[START AVAILABLE DATA]

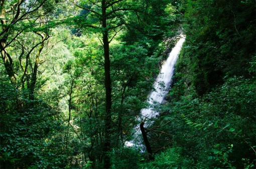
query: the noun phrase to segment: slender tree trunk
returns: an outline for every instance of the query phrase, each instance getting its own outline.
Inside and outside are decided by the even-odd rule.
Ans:
[[[110,166],[110,157],[107,152],[110,150],[110,129],[111,129],[111,79],[110,79],[110,64],[109,59],[109,44],[108,43],[108,30],[106,29],[106,4],[105,0],[101,1],[102,8],[102,23],[103,44],[104,48],[104,70],[105,70],[105,88],[106,90],[106,110],[105,119],[105,141],[104,143],[104,167],[109,168]]]
[[[150,146],[150,144],[149,143],[149,140],[148,139],[148,137],[147,137],[147,133],[145,131],[145,129],[144,128],[144,122],[142,121],[141,124],[140,125],[140,127],[141,128],[141,131],[142,131],[142,136],[143,137],[143,139],[144,140],[144,142],[145,142],[146,147],[147,148],[147,150],[148,152],[150,154],[150,159],[154,160],[154,158],[152,156],[152,149],[151,149],[151,147]]]
[[[35,92],[35,87],[36,86],[36,82],[37,81],[37,70],[38,69],[38,66],[40,61],[39,57],[40,56],[40,53],[42,52],[43,49],[44,49],[44,41],[46,40],[44,34],[40,33],[37,32],[37,34],[39,35],[42,37],[42,43],[39,47],[39,49],[37,51],[37,56],[36,56],[36,60],[35,61],[35,65],[34,65],[34,70],[32,72],[32,74],[31,75],[31,83],[29,84],[29,88],[30,90],[30,94],[29,94],[29,99],[31,100],[34,100],[35,99],[34,96],[34,92]],[[29,87],[29,86],[28,86]]]

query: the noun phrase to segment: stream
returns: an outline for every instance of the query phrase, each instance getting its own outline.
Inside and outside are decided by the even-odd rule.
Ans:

[END AVAILABLE DATA]

GIVEN REQUEST: Reproduce the lines word for word, starting at the one holding "query: the noun phrase to segment: stream" and ending at the final line of the material above.

WRITTEN ANSWER:
query: the noun phrase to segment: stream
returns: an outline for every instance of the query phrase, each instance getting its own outline.
Inside and outside are decided by the even-odd rule.
Ans:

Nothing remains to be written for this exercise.